§ **What you are asked to do**
In the excerpt on California demand response policy below, condense the paragraph that begins "Inconsistent or unpredictable demand response programs" into a brief bulleted list that retains its main facts.

§ **Selected excerpt**
********************

In a presentation during the meeting, CPUC staff said demand response principles should be “predictable and reliable” so they can be incorporated into California’s forecasting and planning frameworks. 

Inconsistent or unpredictable demand response programs “jeopardize grid reliability, trigger emergency procurement of costly backup resources and erode confidence in the capability of demand response resources to play a significant role in achieving the state’s energy and environmental goals,” staff said in the presentation. 

“Without furthering our demand response policies, it is my belief that we’re not going to be able to meet our clean energy goals,” Commissioner Darcie Houck said at the voting meeting. “These [upcoming] policies are going to be absolutely critical.” 

CPUC staff plan to publish a full proposal for the new rules in the first quarter of 2026, followed by commission vote in the third quarter.

********************

§ **Data segment**
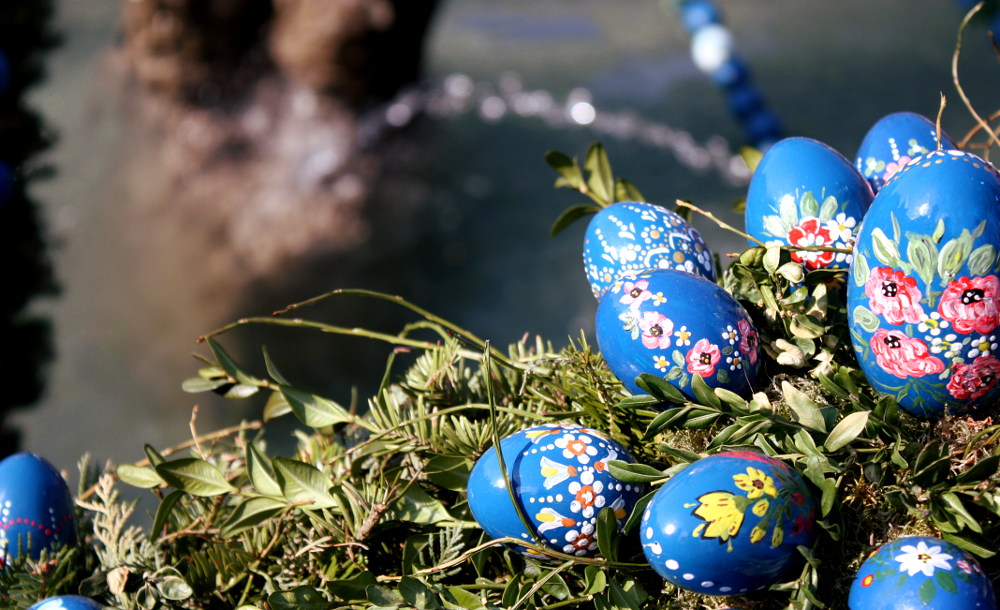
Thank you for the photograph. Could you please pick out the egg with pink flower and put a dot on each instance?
(677, 326)
(923, 296)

********************

§ **Task response**
According to CPUC staff in their presentation, inconsistent or unpredictable demand response programs:
- jeopardize grid reliability
- trigger emergency procurement of costly backup resources
- erode confidence that demand response can play a significant role in achieving the state's energy and environmental goals